*** Data excerpts ***

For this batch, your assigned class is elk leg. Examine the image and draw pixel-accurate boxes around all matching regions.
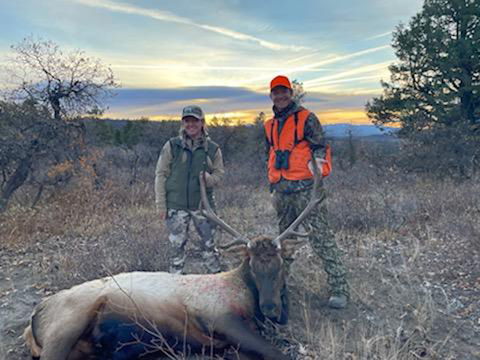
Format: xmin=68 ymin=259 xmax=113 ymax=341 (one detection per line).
xmin=215 ymin=314 xmax=288 ymax=360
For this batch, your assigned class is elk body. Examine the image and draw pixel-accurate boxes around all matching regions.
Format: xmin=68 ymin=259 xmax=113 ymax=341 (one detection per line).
xmin=24 ymin=242 xmax=288 ymax=360
xmin=24 ymin=162 xmax=323 ymax=360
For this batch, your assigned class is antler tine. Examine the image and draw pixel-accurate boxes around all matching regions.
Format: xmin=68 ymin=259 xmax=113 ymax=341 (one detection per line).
xmin=217 ymin=238 xmax=251 ymax=250
xmin=199 ymin=172 xmax=249 ymax=247
xmin=272 ymin=158 xmax=323 ymax=247
xmin=287 ymin=223 xmax=313 ymax=238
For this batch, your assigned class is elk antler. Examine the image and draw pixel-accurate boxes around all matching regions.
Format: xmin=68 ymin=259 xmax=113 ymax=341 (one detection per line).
xmin=272 ymin=157 xmax=324 ymax=248
xmin=199 ymin=172 xmax=249 ymax=249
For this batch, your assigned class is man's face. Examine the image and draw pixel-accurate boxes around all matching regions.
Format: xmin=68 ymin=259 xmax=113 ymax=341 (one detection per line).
xmin=182 ymin=116 xmax=203 ymax=139
xmin=270 ymin=86 xmax=293 ymax=110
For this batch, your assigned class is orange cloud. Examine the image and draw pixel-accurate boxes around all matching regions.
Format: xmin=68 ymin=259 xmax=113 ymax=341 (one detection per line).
xmin=317 ymin=109 xmax=372 ymax=125
xmin=129 ymin=108 xmax=374 ymax=126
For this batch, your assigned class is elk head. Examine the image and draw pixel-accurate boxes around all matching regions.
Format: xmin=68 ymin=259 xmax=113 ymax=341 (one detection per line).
xmin=199 ymin=160 xmax=323 ymax=324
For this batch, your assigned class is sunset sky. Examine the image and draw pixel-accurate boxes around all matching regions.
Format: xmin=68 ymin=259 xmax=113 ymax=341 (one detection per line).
xmin=0 ymin=0 xmax=423 ymax=124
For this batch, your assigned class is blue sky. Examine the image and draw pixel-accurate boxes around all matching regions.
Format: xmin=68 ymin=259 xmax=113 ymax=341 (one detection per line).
xmin=0 ymin=0 xmax=424 ymax=124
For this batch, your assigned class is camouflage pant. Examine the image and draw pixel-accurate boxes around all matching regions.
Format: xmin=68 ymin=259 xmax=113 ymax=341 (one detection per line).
xmin=272 ymin=187 xmax=349 ymax=298
xmin=166 ymin=209 xmax=221 ymax=274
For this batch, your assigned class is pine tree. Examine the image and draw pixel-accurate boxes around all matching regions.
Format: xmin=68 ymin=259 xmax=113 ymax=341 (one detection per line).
xmin=366 ymin=0 xmax=480 ymax=175
xmin=367 ymin=0 xmax=479 ymax=131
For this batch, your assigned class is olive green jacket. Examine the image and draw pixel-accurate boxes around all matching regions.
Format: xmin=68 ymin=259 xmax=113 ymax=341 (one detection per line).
xmin=155 ymin=130 xmax=224 ymax=212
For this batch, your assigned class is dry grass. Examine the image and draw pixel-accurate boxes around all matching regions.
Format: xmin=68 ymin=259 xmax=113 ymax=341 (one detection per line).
xmin=1 ymin=154 xmax=479 ymax=359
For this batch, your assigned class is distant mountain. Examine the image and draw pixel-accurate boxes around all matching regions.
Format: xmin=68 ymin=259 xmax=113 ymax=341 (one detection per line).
xmin=324 ymin=123 xmax=397 ymax=138
xmin=86 ymin=118 xmax=397 ymax=139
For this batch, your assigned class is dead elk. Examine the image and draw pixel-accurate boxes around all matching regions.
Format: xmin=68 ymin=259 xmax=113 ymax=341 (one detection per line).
xmin=23 ymin=162 xmax=324 ymax=360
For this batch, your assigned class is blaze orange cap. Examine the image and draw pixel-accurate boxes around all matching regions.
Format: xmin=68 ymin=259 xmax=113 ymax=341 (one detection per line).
xmin=270 ymin=75 xmax=292 ymax=91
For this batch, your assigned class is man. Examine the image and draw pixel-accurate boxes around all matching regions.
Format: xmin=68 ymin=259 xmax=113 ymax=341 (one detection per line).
xmin=265 ymin=75 xmax=349 ymax=309
xmin=155 ymin=105 xmax=224 ymax=274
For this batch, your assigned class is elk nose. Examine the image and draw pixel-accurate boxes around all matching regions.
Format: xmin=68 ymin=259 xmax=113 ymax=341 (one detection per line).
xmin=261 ymin=303 xmax=277 ymax=315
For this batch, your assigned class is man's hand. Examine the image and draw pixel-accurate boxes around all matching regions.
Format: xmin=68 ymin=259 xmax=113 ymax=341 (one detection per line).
xmin=308 ymin=157 xmax=327 ymax=175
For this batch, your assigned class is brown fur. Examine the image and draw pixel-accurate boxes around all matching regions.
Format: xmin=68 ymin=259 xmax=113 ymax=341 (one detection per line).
xmin=23 ymin=325 xmax=42 ymax=358
xmin=67 ymin=338 xmax=94 ymax=360
xmin=23 ymin=237 xmax=294 ymax=360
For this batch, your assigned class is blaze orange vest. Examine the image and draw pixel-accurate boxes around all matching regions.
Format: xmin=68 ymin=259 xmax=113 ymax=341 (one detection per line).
xmin=265 ymin=109 xmax=313 ymax=183
xmin=265 ymin=109 xmax=332 ymax=184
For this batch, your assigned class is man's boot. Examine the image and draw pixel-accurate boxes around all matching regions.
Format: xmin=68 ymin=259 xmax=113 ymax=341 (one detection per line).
xmin=328 ymin=293 xmax=348 ymax=309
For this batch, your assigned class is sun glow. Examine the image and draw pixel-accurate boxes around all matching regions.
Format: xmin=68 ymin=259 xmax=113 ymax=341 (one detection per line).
xmin=318 ymin=110 xmax=372 ymax=125
xmin=104 ymin=108 xmax=375 ymax=126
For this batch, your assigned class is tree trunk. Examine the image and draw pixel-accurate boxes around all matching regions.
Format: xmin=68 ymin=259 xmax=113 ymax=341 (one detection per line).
xmin=458 ymin=12 xmax=476 ymax=124
xmin=51 ymin=96 xmax=62 ymax=121
xmin=31 ymin=183 xmax=44 ymax=209
xmin=0 ymin=156 xmax=32 ymax=213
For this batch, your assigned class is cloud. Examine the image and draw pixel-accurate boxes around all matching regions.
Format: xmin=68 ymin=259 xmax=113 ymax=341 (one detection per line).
xmin=301 ymin=45 xmax=391 ymax=68
xmin=304 ymin=61 xmax=392 ymax=87
xmin=284 ymin=51 xmax=322 ymax=65
xmin=307 ymin=74 xmax=386 ymax=87
xmin=236 ymin=45 xmax=391 ymax=88
xmin=105 ymin=86 xmax=267 ymax=117
xmin=109 ymin=86 xmax=262 ymax=104
xmin=306 ymin=91 xmax=380 ymax=108
xmin=317 ymin=110 xmax=371 ymax=125
xmin=366 ymin=31 xmax=392 ymax=40
xmin=103 ymin=86 xmax=379 ymax=125
xmin=74 ymin=0 xmax=307 ymax=51
xmin=111 ymin=63 xmax=329 ymax=72
xmin=111 ymin=64 xmax=329 ymax=73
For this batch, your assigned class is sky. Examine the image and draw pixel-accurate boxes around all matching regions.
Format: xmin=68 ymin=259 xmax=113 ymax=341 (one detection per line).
xmin=0 ymin=0 xmax=424 ymax=124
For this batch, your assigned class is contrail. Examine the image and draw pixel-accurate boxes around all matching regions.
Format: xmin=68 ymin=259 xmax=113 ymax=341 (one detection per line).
xmin=75 ymin=0 xmax=307 ymax=51
xmin=236 ymin=45 xmax=391 ymax=87
xmin=366 ymin=31 xmax=392 ymax=40
xmin=304 ymin=61 xmax=392 ymax=87
xmin=306 ymin=74 xmax=389 ymax=87
xmin=111 ymin=64 xmax=329 ymax=72
xmin=284 ymin=51 xmax=322 ymax=64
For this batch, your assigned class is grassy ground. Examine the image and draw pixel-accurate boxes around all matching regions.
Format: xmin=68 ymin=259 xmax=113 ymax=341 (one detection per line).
xmin=0 ymin=158 xmax=479 ymax=359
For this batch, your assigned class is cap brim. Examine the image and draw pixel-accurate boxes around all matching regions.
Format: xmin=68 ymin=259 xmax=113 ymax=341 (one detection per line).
xmin=182 ymin=114 xmax=203 ymax=120
xmin=270 ymin=85 xmax=292 ymax=91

***

— Task description —
Take the lines from the start of the material to the line with "For this batch, your assigned class is orange", both included, and transcribe them exactly without the pictures.

— Result below —
For this batch, your assigned class is elk leg. Examine the image and draw pixel-accurate boxes around all matching regions.
Format: xmin=68 ymin=259 xmax=113 ymax=341 (one detection per line).
xmin=215 ymin=314 xmax=288 ymax=360
For this batch, your assigned class is elk body. Examine the image and draw pixel-accurate boxes around all matching regions.
Format: xmin=68 ymin=259 xmax=113 ymax=341 (one detection per line).
xmin=24 ymin=242 xmax=288 ymax=360
xmin=24 ymin=162 xmax=323 ymax=360
For this batch, your assigned class is antler tine. Examine the image and draw pixel-accurate boxes around all matching regions.
Format: xmin=68 ymin=259 xmax=113 ymax=341 (one detection per line).
xmin=217 ymin=238 xmax=251 ymax=250
xmin=199 ymin=172 xmax=249 ymax=247
xmin=272 ymin=158 xmax=323 ymax=247
xmin=287 ymin=223 xmax=313 ymax=238
For this batch, your assigned class is elk antler. Examine the image and draw pixel-accurate boxes around all matching regions.
Format: xmin=68 ymin=259 xmax=113 ymax=341 (one detection per line).
xmin=272 ymin=157 xmax=324 ymax=248
xmin=199 ymin=172 xmax=249 ymax=249
For this batch, your assigned class is man's face. Examine the image and draw pixel-accurate boxes around all matching regions.
Format: xmin=68 ymin=259 xmax=113 ymax=341 (one detection per line).
xmin=182 ymin=116 xmax=203 ymax=139
xmin=270 ymin=86 xmax=293 ymax=110
For this batch, your assigned class is orange cloud. Examine the image and draw pixel-accurate boxes around all matching regions.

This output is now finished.